Reproduce every one of the rows below character for character, leaving none out.

○ ○ ○ ○ ○ ○ ○

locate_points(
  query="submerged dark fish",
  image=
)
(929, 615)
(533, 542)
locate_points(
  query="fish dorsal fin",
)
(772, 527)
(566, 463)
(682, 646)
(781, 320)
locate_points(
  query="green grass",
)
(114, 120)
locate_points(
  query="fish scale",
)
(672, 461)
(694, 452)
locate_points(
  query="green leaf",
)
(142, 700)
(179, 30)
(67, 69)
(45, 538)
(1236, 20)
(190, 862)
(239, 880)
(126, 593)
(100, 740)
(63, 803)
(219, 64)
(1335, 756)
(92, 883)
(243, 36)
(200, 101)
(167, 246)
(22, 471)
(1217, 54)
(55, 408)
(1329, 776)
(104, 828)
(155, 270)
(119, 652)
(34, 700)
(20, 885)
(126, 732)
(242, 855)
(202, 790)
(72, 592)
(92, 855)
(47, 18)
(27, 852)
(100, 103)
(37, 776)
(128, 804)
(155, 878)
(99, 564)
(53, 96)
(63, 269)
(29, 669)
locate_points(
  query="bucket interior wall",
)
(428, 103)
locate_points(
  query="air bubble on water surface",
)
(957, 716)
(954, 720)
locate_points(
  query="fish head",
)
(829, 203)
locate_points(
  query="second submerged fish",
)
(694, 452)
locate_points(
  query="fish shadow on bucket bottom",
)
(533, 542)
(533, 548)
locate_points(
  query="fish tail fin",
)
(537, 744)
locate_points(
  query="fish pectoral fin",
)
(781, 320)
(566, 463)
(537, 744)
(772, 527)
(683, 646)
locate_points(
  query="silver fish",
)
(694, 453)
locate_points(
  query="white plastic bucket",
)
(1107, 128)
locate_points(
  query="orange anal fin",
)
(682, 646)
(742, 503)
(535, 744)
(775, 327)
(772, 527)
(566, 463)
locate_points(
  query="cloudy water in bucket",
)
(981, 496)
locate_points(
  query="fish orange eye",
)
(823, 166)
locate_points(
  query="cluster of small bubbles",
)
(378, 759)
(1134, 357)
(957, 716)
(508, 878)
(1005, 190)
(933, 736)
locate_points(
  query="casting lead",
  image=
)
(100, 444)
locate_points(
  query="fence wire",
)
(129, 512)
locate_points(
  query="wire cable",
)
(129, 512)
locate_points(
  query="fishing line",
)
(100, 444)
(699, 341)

○ ○ ○ ○ ○ ○ ○

• [In response]:
locate_points(
  query="submerged dark fish",
  image=
)
(929, 615)
(533, 542)
locate_points(
  query="fish dorsal fin",
)
(772, 527)
(566, 463)
(682, 646)
(781, 320)
locate_points(
  query="green grass",
)
(114, 120)
locate_points(
  query="fish scale",
)
(672, 461)
(694, 452)
locate_points(
  query="green leaf",
)
(142, 700)
(179, 30)
(67, 69)
(45, 538)
(1236, 20)
(190, 862)
(239, 880)
(126, 593)
(100, 740)
(63, 803)
(219, 64)
(1335, 756)
(92, 883)
(243, 36)
(200, 101)
(167, 246)
(22, 471)
(1217, 54)
(55, 408)
(1329, 776)
(104, 828)
(155, 270)
(119, 652)
(34, 700)
(20, 885)
(126, 732)
(242, 855)
(202, 790)
(72, 592)
(92, 855)
(47, 18)
(27, 852)
(100, 103)
(37, 776)
(128, 804)
(155, 878)
(99, 564)
(53, 96)
(63, 269)
(29, 669)
locate_points(
  query="bucket interior wall",
)
(428, 103)
locate_points(
  query="air bubble on water surface",
)
(957, 716)
(954, 720)
locate_points(
  query="fish head",
)
(829, 203)
locate_points(
  query="second submerged fish",
)
(694, 452)
locate_points(
  query="fish shadow on bucket bottom",
)
(533, 542)
(533, 548)
locate_points(
  query="fish tail fin",
)
(537, 744)
locate_points(
  query="fish pectoral fin",
)
(781, 320)
(566, 463)
(537, 744)
(772, 527)
(683, 646)
locate_points(
  query="silver fish",
)
(694, 453)
locate_points(
  query="white plastic bucket",
)
(1107, 128)
locate_points(
  query="orange anal fin",
)
(682, 646)
(742, 503)
(535, 744)
(775, 327)
(772, 527)
(566, 463)
locate_points(
  query="cloudy water in bucket",
)
(981, 496)
locate_points(
  query="fish orange eye",
)
(823, 166)
locate_points(
  query="cluster of small bubbles",
)
(378, 759)
(1134, 357)
(957, 716)
(508, 878)
(1005, 190)
(933, 736)
locate_points(
  query="casting lead",
  image=
)
(100, 444)
locate_points(
  query="fence wire",
)
(129, 512)
locate_points(
  query="wire cable",
)
(129, 512)
locate_points(
  query="fishing line",
)
(100, 444)
(699, 341)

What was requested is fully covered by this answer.